### SET OF TASKS
1 – What other name for Lake Turkana does the article on the Leakey family's fossil discoveries give?
2 – Extend the article on the Leakey family's fossil discoveries, picking up right after its last sentence.

### DOCUMENT SECTION
____________

This month, Nature magazine published the findings of a study carried out on hominid fossils found between 2007 and 2009 in the Turkana Basin in Kenya/Ethiopia by a mother-daughter-led team: we’re talking about paleoanthropologists Meave and Louise Leakey. It turns out that there were two hitherto unheard-of Homo species alive at the same time as our Homo erectus ancestors! The fact that only our Homo sapiens species survived all the way to 2015 makes us look pretty lonely, so it’s a warm and fuzzy feeling to know we had company (with whom we perhaps could not breed, though) back then.
Northern Kenya and Southern Ethiopia share the Turkana Basin, and these fossils were discovered East of the modern Lake Turkana – also called the Jade Sea for its beautiful dark green colour:
But halt! Before you think there were only two women paleoanthropologists in the Leakey family, Mary Leakey forces to begin this story at the beginning:
Mary Leakey (1913–1996), was a British paleoanthropologist. She worked with Louis Leakey (husband), a founder of research institutes and projects, who seems to have been a visionary, but also worked at the excavation sites where Mary was regularly digging.
Here be the Google doodle of Mary on her 100th birthday:
Let’s list her discoveries. (Trigger warning: they might make you feel you have nothing to show for your life.)
– 1930–34, UK: Apprenticed (archaeology) to one Dorothy Liddell.
– 1934, UK: Found what turned out to be the largest elephant tooth known in Britain up to that time.
– 1935 to 1959, Tanzania (clearly she hadn’t heard of gap years): Found all sorts of Stone Age stone tools ranging from chopping instruments to axes.
– 1948, Kenya: Along with Louis Leakey, found a Proconsul africanus
– 1959, Tanzania: Found the skull of an Olduvai Hominid number 5, aka “Nutcracker Man” (look at his jaw and you’ll know why the nickname).

____________

### GIVEN INFORMATION
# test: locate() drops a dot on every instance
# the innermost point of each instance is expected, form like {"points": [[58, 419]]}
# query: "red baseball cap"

____________

### ANSWERS BELOW
1 – The Jade Sea.

2 –
– 1960, Tanzania: Found the first fossilized remains of Homo habilis aka “Handy Man”, along with Louis.
– 1976-78, Tanzania: Found the now-famous Hominin footprints preserved in volcanic ash. Hominins were ancestors of us Homos (now we know why LGBT rights are vital). These footprints predated the then estimated date of bipedalism (that pesky cause of backaches, according to yours truly) by 3 million years.
Incidentally, over the years, she discovered 15 new species of other animals.
This stuff pretty much speaks for itself.
Maeve Leakey, PhD
Maeve (born 1942) is Mary’s daughter-in-law, as we see from above family tree; she married Richard, paleontologist. But this wasn’t no “Tu Tu Main Main” sasuraal, at least professionally.
1999, Kenya: She and her team discovered a skull that turned out to belong to Kenyanthropus platyops, aka the “flat-faced man of Kenya” – clearly another overachiever. No offence, Maeve, but at 57, the only digging I hope to be doing is in a cup of ice cream. She followed this discovery up with research about the genuses Australopithecus and Kenyanthropus. She works for the Turkana Basin Institute, founded by sasurji Louis.
Louise Leakey, PhD
Meave’s daughter Louise, born 1972, works at the Turkana Basin too, with her mother. She tweets lovely pics of excavation sites. We’ll spare you her bio-data, for fear of too much self-flagellation.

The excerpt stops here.